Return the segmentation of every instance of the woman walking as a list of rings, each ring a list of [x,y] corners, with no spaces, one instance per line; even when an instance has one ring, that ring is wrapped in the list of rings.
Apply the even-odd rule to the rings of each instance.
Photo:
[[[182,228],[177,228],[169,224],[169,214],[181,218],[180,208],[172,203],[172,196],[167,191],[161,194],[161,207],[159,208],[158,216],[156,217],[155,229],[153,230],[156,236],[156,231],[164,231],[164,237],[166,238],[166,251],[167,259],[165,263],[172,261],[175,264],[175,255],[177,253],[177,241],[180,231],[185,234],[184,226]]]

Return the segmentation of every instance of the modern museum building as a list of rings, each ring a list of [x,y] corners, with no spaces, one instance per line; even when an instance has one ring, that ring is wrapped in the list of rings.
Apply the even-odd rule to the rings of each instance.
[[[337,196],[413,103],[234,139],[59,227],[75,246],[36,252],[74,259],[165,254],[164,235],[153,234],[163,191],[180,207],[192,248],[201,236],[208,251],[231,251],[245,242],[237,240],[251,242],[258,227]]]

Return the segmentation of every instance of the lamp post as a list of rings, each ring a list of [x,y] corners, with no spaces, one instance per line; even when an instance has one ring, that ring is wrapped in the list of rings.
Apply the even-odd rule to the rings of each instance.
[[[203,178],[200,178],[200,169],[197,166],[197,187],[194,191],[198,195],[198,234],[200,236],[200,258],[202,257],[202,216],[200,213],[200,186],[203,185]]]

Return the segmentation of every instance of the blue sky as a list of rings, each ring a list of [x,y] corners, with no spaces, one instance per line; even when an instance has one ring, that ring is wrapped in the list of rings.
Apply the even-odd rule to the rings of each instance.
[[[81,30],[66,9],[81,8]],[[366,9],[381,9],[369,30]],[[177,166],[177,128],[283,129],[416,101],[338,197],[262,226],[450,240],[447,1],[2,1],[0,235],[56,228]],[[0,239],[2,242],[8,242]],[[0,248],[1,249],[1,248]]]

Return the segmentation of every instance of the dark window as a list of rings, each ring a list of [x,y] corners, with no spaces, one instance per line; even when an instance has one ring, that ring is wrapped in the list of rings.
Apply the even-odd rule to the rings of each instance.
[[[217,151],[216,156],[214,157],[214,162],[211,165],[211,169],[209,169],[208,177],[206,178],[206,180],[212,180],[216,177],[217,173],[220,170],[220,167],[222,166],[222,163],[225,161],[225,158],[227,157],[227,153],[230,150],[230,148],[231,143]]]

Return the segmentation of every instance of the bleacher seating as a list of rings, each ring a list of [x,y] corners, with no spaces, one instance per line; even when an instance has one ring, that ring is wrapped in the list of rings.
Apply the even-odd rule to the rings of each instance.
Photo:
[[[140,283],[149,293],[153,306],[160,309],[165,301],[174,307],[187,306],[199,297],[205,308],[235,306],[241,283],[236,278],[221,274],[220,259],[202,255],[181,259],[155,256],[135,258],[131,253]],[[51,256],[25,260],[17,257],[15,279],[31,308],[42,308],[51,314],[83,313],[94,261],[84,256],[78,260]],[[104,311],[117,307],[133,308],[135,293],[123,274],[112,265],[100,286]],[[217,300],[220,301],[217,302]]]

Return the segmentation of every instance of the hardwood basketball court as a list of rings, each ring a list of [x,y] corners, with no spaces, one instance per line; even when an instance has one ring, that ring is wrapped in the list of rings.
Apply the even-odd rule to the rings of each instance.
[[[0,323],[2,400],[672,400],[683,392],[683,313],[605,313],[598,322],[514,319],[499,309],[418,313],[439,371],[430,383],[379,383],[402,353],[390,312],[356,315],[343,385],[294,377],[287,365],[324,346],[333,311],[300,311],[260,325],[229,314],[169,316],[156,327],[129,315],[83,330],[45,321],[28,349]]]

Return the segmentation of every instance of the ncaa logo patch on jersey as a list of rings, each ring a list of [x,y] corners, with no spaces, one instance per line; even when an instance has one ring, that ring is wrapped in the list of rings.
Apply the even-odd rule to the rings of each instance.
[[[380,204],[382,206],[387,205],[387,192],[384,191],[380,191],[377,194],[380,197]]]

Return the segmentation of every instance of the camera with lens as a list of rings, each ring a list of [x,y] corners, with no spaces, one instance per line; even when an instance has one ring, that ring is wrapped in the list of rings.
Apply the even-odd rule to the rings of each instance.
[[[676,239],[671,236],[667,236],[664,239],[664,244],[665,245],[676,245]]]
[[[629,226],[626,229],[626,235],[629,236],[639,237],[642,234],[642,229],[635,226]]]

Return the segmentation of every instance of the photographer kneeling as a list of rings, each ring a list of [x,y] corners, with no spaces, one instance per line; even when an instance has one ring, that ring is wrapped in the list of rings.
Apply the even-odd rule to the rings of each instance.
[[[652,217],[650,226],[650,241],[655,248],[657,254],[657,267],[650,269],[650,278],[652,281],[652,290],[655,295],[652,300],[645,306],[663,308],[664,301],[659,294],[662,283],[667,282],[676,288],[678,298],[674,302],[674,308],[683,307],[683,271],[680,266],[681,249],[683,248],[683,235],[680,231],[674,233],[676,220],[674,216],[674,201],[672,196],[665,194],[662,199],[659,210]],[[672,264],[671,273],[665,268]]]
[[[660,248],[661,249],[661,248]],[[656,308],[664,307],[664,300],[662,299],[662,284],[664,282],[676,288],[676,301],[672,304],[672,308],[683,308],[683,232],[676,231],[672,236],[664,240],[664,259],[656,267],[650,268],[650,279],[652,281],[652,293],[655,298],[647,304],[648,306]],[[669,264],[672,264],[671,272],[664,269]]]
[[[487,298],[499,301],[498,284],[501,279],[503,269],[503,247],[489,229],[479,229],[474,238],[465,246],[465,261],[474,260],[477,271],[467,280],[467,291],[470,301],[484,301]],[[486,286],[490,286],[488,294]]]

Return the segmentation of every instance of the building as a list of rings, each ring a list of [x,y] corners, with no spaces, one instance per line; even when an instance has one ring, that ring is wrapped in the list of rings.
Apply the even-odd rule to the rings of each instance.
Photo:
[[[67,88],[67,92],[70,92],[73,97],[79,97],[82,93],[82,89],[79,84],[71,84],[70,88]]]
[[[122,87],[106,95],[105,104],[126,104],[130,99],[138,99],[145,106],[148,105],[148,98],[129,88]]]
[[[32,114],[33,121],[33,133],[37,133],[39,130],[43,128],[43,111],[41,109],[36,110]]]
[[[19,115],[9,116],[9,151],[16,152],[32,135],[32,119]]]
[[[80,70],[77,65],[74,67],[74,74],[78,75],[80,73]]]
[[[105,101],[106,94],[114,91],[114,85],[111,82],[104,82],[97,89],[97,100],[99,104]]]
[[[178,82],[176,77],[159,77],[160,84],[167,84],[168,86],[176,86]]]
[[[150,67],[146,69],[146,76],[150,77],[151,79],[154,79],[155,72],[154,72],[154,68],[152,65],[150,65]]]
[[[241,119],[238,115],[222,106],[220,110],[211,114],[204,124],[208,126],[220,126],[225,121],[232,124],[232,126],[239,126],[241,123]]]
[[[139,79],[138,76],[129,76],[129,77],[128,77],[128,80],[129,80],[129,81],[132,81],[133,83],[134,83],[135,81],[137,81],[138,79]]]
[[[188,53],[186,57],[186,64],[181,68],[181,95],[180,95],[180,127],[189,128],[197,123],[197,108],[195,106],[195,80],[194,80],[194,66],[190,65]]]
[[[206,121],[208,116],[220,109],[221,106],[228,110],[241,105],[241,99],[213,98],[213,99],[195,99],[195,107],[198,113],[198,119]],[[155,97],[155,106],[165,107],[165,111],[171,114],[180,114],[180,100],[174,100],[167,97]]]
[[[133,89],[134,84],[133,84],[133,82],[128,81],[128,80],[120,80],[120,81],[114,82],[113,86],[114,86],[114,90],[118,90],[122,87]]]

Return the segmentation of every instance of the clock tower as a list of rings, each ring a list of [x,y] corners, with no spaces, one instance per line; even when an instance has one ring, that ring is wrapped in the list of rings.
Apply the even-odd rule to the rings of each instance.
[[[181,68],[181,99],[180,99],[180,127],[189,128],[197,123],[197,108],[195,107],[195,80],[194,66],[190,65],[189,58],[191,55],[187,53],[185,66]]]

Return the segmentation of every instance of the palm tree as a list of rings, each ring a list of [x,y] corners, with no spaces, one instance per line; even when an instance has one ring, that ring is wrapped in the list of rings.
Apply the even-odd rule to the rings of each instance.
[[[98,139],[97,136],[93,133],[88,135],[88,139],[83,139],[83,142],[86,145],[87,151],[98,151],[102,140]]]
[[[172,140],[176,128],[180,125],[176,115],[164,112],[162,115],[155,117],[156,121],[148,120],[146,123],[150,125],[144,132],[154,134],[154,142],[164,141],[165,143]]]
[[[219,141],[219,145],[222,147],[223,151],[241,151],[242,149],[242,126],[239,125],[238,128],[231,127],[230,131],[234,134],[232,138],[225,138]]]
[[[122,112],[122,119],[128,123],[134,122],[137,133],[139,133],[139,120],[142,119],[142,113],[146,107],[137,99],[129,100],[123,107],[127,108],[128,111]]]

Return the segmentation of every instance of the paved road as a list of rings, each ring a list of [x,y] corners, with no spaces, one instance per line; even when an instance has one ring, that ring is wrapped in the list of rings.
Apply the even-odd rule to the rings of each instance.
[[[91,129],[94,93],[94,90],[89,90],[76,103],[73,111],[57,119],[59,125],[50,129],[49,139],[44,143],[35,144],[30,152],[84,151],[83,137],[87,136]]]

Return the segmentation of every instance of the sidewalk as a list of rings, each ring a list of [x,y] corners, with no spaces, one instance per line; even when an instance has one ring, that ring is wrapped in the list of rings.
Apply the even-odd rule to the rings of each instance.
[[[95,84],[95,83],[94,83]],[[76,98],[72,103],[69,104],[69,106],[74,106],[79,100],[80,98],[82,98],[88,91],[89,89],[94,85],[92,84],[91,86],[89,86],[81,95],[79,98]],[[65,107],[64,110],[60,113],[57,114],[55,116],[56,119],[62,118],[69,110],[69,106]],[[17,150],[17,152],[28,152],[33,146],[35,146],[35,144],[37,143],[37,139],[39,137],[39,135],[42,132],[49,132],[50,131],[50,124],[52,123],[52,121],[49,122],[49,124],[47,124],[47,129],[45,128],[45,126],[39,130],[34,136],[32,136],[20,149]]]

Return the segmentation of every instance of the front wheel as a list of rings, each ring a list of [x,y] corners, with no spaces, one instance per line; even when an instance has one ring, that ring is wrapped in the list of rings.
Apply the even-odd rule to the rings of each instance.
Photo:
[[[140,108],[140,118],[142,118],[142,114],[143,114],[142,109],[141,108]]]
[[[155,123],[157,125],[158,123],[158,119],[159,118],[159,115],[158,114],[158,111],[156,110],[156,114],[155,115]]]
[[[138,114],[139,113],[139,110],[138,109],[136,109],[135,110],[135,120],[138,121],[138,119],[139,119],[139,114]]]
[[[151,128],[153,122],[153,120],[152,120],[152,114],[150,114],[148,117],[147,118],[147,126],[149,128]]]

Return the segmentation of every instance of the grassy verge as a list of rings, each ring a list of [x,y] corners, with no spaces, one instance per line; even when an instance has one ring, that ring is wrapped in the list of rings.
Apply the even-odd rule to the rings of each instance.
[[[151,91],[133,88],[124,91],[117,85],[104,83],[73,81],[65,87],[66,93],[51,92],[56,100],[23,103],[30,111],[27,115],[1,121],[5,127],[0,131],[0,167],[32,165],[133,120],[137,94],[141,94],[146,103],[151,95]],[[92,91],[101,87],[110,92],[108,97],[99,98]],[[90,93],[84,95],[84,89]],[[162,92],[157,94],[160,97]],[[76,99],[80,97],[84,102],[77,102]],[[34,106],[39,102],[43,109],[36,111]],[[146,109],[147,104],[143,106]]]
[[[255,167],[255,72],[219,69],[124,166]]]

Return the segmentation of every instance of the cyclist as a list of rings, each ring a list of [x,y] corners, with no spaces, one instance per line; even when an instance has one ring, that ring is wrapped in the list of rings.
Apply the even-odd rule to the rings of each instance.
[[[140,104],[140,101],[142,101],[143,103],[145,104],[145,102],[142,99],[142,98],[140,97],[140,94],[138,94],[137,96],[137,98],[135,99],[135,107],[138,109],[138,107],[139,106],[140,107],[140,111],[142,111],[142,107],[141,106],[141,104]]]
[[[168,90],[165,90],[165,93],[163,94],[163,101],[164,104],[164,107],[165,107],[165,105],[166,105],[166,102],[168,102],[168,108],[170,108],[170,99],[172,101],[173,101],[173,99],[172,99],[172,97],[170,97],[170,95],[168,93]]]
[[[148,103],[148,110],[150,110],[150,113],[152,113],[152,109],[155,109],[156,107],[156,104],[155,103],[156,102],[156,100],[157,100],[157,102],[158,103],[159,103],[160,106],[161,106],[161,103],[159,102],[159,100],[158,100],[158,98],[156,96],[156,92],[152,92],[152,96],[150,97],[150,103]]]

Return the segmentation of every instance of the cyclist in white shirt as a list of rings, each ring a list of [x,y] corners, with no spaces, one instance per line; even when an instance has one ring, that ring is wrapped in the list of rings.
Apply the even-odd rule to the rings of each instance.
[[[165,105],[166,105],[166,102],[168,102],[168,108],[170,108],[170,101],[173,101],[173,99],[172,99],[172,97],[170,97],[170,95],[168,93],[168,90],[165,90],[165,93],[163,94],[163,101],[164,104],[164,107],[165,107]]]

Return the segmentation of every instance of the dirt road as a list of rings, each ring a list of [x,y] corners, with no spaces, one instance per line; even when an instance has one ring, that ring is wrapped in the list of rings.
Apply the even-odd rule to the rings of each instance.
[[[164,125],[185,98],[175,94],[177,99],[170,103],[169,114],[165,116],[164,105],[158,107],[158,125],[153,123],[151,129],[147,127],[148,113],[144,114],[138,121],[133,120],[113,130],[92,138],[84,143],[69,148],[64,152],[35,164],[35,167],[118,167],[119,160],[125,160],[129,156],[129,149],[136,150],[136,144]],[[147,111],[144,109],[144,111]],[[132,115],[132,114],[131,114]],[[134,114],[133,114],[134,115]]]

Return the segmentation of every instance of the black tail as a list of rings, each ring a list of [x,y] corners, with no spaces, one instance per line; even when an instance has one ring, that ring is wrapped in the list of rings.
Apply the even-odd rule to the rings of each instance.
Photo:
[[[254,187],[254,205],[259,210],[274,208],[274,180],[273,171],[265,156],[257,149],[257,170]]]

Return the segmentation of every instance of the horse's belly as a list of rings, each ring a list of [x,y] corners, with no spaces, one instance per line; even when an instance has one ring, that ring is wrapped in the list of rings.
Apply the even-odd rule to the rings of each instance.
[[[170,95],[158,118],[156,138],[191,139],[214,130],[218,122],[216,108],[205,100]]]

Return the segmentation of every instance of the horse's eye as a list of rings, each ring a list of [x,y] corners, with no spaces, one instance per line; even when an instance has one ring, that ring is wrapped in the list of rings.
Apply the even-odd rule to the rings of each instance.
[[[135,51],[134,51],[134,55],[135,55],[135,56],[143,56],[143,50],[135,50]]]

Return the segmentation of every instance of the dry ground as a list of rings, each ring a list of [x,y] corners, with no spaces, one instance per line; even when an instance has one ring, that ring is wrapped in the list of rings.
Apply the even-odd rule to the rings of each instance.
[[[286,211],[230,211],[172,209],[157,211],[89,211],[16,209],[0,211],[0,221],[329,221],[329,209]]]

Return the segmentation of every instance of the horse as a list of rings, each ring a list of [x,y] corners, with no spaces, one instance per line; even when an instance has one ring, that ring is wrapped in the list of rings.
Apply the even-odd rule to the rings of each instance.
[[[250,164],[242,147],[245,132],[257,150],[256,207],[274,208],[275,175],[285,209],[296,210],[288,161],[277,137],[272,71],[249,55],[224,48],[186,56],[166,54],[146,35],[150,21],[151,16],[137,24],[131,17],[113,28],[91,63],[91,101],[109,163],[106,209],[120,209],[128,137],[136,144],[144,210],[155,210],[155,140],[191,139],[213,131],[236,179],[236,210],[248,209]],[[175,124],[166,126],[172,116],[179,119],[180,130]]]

# PROBLEM DESCRIPTION:
Extract each line of the rows above that contains the string "road", treating uppercase and lowercase as different.

# SOLUTION TO THIS EXERCISE:
Return the segmentation of every instance of the paved road as a list of rings, each ring a list of [x,y] corners, with no spaces, one instance per line; even when an instance has one ring, that ring is wrapped in the list of rings.
Return the segmentation of every instance of the dirt road as a list of rings, each ring a list of [x,y] corners, with no spaces, one instance per line; even when an instance has one ring, that ring is wrapped in the list of rings.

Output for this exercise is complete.